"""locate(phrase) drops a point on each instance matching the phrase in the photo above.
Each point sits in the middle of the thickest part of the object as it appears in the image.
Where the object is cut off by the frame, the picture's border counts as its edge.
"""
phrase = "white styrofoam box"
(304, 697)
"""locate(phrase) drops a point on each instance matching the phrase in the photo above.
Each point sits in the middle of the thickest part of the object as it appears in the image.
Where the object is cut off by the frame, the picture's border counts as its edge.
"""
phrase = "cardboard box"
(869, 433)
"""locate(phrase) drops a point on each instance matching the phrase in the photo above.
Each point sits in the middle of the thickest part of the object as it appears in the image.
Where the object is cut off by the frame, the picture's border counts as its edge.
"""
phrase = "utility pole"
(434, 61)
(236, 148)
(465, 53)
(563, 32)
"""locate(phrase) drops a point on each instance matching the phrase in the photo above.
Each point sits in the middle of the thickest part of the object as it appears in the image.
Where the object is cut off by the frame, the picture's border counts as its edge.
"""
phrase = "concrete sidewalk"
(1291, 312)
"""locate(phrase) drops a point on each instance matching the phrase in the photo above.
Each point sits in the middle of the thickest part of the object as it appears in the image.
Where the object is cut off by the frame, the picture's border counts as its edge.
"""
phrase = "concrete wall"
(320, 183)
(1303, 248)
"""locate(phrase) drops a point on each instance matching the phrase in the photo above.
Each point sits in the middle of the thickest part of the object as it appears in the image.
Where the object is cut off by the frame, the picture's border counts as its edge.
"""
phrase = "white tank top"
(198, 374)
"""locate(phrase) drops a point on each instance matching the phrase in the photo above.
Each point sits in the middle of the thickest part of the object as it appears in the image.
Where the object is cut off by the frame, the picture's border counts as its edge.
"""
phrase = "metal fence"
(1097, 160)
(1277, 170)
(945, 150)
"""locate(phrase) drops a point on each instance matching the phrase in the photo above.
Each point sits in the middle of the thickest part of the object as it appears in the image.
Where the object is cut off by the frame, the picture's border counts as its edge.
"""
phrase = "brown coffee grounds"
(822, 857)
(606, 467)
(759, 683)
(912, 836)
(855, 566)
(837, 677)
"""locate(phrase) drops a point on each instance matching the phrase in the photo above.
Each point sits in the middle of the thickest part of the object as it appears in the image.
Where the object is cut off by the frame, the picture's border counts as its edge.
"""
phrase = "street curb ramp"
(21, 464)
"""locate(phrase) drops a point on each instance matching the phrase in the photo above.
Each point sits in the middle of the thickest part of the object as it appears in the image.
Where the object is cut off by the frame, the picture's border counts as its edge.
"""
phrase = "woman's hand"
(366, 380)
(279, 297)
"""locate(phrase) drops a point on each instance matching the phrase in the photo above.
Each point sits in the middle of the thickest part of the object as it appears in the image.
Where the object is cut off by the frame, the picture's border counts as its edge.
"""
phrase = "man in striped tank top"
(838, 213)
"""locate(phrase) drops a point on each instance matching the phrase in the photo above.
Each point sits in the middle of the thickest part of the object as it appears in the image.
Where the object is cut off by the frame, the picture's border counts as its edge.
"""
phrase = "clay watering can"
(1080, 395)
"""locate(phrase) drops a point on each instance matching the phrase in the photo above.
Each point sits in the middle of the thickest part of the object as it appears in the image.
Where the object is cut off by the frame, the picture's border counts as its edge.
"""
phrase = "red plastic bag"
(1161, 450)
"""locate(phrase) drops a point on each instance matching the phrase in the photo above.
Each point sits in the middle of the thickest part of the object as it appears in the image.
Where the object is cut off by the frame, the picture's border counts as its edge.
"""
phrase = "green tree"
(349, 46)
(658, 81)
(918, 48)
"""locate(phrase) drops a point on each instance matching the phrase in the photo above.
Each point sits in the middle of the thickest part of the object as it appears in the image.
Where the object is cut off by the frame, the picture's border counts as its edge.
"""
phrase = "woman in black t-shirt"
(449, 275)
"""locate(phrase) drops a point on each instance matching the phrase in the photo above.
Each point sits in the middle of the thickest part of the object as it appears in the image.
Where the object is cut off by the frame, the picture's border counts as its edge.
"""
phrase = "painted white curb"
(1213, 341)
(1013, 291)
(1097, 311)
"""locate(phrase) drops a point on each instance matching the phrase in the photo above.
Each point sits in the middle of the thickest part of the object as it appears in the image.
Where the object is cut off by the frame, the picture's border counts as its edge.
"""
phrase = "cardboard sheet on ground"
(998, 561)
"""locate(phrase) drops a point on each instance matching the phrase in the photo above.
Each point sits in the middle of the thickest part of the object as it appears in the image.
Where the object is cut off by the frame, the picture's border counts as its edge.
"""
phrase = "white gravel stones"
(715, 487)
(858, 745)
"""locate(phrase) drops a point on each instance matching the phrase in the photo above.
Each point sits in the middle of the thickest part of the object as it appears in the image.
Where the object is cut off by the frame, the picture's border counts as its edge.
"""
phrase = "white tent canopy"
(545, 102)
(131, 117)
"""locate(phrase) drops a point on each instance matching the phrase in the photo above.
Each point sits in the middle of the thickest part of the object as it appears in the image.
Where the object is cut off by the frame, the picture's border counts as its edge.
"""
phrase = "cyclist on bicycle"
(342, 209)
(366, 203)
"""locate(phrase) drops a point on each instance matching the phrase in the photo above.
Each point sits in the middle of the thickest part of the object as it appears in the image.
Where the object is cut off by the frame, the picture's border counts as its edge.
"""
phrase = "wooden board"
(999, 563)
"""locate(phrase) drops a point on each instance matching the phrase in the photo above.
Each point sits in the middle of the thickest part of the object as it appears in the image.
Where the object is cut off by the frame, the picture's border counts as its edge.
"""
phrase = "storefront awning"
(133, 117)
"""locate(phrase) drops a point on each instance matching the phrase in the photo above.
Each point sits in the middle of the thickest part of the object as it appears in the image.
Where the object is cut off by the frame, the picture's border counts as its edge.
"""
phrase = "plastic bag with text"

────

Problem to solve: Please output every record, keeping each line exact.

Output of the task:
"""locate(phrase) drops a point on each instance matching the phrase in the photo above.
Each point sits in the middle of the thickest part of the object as it appears in the image.
Where the object is cut off by the frame, the picture's border counts as its edge.
"""
phrase = "white styrofoam box"
(304, 697)
"""locate(phrase) drops a point on each instance matching the phrase in the photo above.
Each point sits in the middle of the thickest part of the object as it appears in the image.
Where the object is cut off by the frame, the picture's border counts as its edge.
"""
phrase = "cardboard box"
(869, 433)
"""locate(phrase) drops a point on each instance matching the phrase in the photo above.
Each point sits in the middle of the thickest part of the object as it appears in the image.
Where the object is cut off by the frame, the picture's border counts as its edge.
"""
phrase = "utility pole"
(434, 61)
(236, 148)
(465, 53)
(563, 32)
"""locate(phrase) drops a point on each instance matching the phrase in the photo above.
Each point sits in the middle of the thickest part of the object as it appears in the image.
Where the object is cut off by the frame, the picture's border counts as its edge.
"""
phrase = "concrete sidewalk"
(1291, 312)
"""locate(phrase) drops a point on each instance matching the phrase in the photo above.
Each point sits in the middle of the thickest part of the object as it appears in the image.
Where the object is cut off by the frame, the picture's border counts as its edge.
"""
phrase = "concrete wall"
(320, 183)
(1303, 248)
"""locate(phrase) drops a point on each instance matching the phrase in the photo above.
Each point sits in the middle of the thickest part of the object as it appears in the image.
Where the object is cut off by the frame, the picture's border counts as its edge.
"""
phrase = "white tank top"
(198, 374)
"""locate(phrase) drops a point on each instance matching the phrase in the photo above.
Each point sits in the middle of the thickest part of the object as it appears in the image.
Where the object is cut off by the frame, the picture's border counts as its edge.
"""
phrase = "metal fence"
(1097, 160)
(1277, 170)
(945, 150)
"""locate(phrase) drops a point on each instance matching the phrase in the photo above.
Each point sits in the middle of the thickest part of the object as it appears in the image.
Where the object is cut off by the frame, the picture's border counts as its edge.
"""
phrase = "brown coffee grounds"
(822, 857)
(606, 467)
(759, 683)
(912, 836)
(855, 566)
(837, 677)
"""locate(phrase) drops a point on each instance matching the phrase in the photo above.
Each point sits in the middle of the thickest part of the object as it appears in the image.
Where the object is cut off by the frame, the picture's border counts as its edge.
"""
phrase = "street curb ramp"
(21, 464)
"""locate(phrase) drops a point on each instance matching the phrase in the photo above.
Each point sits in the middle of the thickest part of the object as it appears in the image.
Where the object is cut off by the frame, the picture's border counts as its edge.
"""
phrase = "woman's hand"
(366, 380)
(279, 297)
"""locate(phrase) drops a point on each instance matching the phrase in the photo above.
Each point sits in the middle of the thickest part of the object as it appears in the image.
Where the object is cut off by the frame, the picture's border counts as its edge.
"""
phrase = "man in striped tank top"
(838, 213)
"""locate(phrase) drops a point on each instance matching the phrase in the photo above.
Each point sits in the middle of the thickest part of the object as it appears in the image.
Where the object is cut off by the frame, the picture's border counts as its edge.
"""
phrase = "clay watering can"
(1080, 395)
"""locate(phrase) drops a point on each instance matching the phrase in the photo above.
Each point sits in the middle of the thickest part of the object as it appears in the image.
Where the object is cut off by the frame, the picture's border counts as its edge.
"""
phrase = "red plastic bag"
(1161, 450)
"""locate(phrase) drops a point on each instance matching the phrase in the photo above.
Each point sits in the middle of the thickest part of the object as it appears in the image.
Where the object is cut off by the frame, the picture's border counts as its edge.
"""
phrase = "green tree"
(349, 46)
(658, 81)
(918, 48)
"""locate(phrase) drops a point on each instance matching the phrase in the photo above.
Each point sits in the middle of the thickest part of the object as it appears in the image.
Where the object is cut off by the frame, the picture's border counts as its edge.
"""
phrase = "woman in black t-shirt"
(449, 275)
"""locate(phrase) drops a point on each instance matching the phrase in the photo above.
Each point sits in the middle of the thickest part of the object as it appears in the image.
Where the object is cut off by the frame, the picture's border counts as its edge.
"""
phrase = "painted white curb"
(1213, 341)
(1013, 291)
(1097, 311)
"""locate(phrase) drops a point on each instance matching the phrase in the photo above.
Each point sits in the middle of the thickest part of the object as it appears in the image.
Where the object is cut off by the frame, the picture's border counts as its edge.
"""
phrase = "cardboard sheet on ground"
(998, 561)
"""locate(phrase) drops a point on each instance matching the phrase in the photo above.
Each point sits in the middle of the thickest part of the object as it appears in the image.
Where the object is cut off by the frame, the picture's border counts as its edge.
"""
phrase = "white gravel stones"
(715, 487)
(858, 745)
"""locate(phrase) drops a point on each instance matching the phrase in the photo above.
Each point sits in the middle of the thickest part of the object as it appears in the image.
Where the object is cut off by the frame, the picture's border counts as its edge.
"""
phrase = "white tent canopy"
(545, 102)
(131, 117)
"""locate(phrase) drops a point on each instance matching the phrase in the photo above.
Each point sits in the middle of the thickest part of the object as it appears in the image.
Where the object is cut off by the frame, the picture's border counts as its edge.
"""
phrase = "cyclist on bicycle"
(342, 209)
(366, 203)
"""locate(phrase) drops a point on each instance matching the phrase in the photo above.
Each point sits in the middle of the thickest part of the object as it appears in the image.
Where the object is cut off by the frame, the picture's border counts as its edge.
"""
phrase = "wooden board"
(999, 563)
"""locate(phrase) drops a point on each instance matching the phrase in the photo above.
Each point sits in the middle of the thickest part of the object as it appears in the image.
Where the object is cut off by the frame, the picture's border counts as its edge.
"""
phrase = "storefront awning"
(133, 117)
"""locate(phrase) drops a point on each instance matching the phrase in the photo above.
Each point sits in the middle of the thickest part of the object as it appears in the image.
Where the object is cut off by the frame, the picture's border counts as its edge.
"""
phrase = "plastic bag with text"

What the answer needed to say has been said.